Il s’avéra à cette occasion que Madame … avait précédemment déposé des demandes de protection internationale en Italie et en France.
Le même jour, Madame … passa un entretien auprès du ministère des Affaires étrangères et européennes, direction de l’Immigration, en vue de déterminer l’Etat responsable de l’examen de sa demande de protection internationale en vertu du règlement (UE) n° 604/2013 du Conseil du 26 juin 2013 établissant les critères et mécanismes de détermination de l’État membre responsable de l’examen d’une demande de protection internationale introduite dans l’un des États membres par un ressortissant de pays tiers ou un apatride, ci-après « le règlement Dublin III ».
Les recherches effectuées par les services ministériels auprès des autorités italiennes révélèrent toutefois que l’intéressée bénéficierait du statut de la protection internationale en Italie où elle serait encore connue sous les alias de …, née le …, et …, née le ….
Le 13 février 2018, Madame … fut encore entendue par un agent du ministère des Affaires étrangères et européennes, Direction de l’Immigration, sur sa situation et sur les motifs se trouvant à la base de sa demande de protection internationale et ce ne vue de déterminer la recevabilité de cette demande.
Par décision du 28 février 2018, expédiée le 1er mars 2018 par envoi recommandée, le ministre de l’Immigration et de l’Asile, ci-après dénommé le « ministre », déclara irrecevable la demande de protection internationale de Madame … en les termes suivants :
« J’ai l’honneur de me référer à votre demande en obtention d’une protection internationale que vous avez introduite auprès du service compétent du Ministère des Affaires étrangères et européennes en date du 8 janvier 2018.
En mains le rapport du Service de Police Judiciaire du 8 janvier 2018, le rapport d’entretien Dublin III du 8 janvier 2018 et le rapport d’entretien sur la recevabilité de votre demande de protection internationale du 13 février 2018.
Il ressort du rapport de Police Judiciaire que vous avez introduit des demandes de protection internationale en Italie les 21 mars et 7 avril 2017 et en France le 26 décembre 2017.
Vous signalez avoir quitté la Somalie en mars 2017 à cause de problèmes familiaux.
Après avoir vécu pendant à peu près six mois dans un camp en Italie, vous seriez partie vivre peu de temps en France avant d’arriver au Luxembourg le 7 janvier 2018.
Il ressort du rapport d’entretien Dublin III que vous auriez bénéficié d’un « siggiorno » en Italie valable pendant six mois, qui n’aurait toutefois pas été prolongé. Vous précisez que « ce n’était pas une reconnaissance de statut mais seulement un document pour qu’on puisse passer la frontière ». Vous déclarez avoir quitté l’Italie en direction de la France parce qu’« en Italie, on ne peut pas vivre. (…) Comme je n’ai pas eu de réponse je suis allé en France ».
########
À FAIRE -
1. Recopiez le passage du texte sur la demande de protection internationale qui commence par les mots « En mains le » et se termine par « 26 décembre 2017. ».
2. Répondez à ces questions sur le texte sur la demande de protection internationale :
(a) Dans quels pays l'intéressée avait-elle déjà déposé des demandes de protection internationale ?
(b) À quelle date est-elle arrivée au Luxembourg ?
(c) Pendant combien de temps le « siggiorno » obtenu en Italie était-il valable ?

(Entrées enregistrées d'une collection)
########
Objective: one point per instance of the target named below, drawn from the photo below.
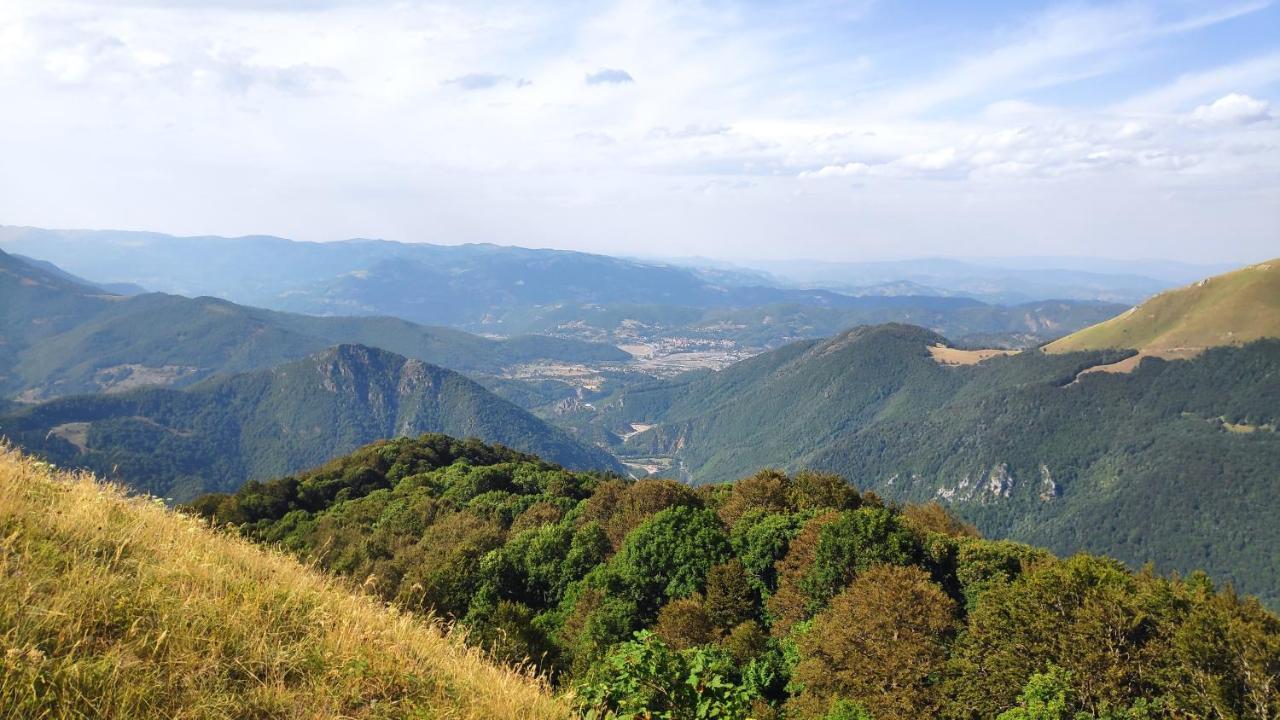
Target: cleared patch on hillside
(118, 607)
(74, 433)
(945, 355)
########
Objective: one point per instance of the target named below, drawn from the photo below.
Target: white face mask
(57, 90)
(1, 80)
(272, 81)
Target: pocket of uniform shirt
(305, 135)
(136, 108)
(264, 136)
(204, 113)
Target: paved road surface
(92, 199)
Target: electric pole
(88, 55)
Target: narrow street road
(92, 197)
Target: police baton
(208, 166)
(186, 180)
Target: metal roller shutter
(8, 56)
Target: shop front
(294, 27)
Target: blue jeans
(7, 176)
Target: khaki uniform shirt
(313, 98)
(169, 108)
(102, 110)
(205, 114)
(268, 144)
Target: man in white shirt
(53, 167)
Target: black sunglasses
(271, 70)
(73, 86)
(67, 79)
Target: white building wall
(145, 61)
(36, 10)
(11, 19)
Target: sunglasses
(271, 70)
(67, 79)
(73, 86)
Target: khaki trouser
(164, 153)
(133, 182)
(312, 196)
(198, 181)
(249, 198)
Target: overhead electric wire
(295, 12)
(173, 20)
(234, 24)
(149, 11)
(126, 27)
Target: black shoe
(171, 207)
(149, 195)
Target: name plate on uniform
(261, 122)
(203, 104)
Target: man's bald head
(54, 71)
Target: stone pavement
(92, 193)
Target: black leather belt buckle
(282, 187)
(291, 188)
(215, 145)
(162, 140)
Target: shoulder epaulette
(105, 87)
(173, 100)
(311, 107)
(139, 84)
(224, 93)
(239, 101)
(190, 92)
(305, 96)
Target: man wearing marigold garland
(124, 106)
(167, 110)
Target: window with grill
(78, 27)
########
RÉPONSES -
1.
En mains le rapport du Service de Police Judiciaire du 8 janvier 2018, le rapport d’entretien Dublin III du 8 janvier 2018 et le rapport d’entretien sur la recevabilité de votre demande de protection internationale du 13 février 2018.
Il ressort du rapport de Police Judiciaire que vous avez introduit des demandes de protection internationale en Italie les 21 mars et 7 avril 2017 et en France le 26 décembre 2017.

2.
(a) En Italie et en France.
(b) Le 7 janvier 2018.
(c) Six mois.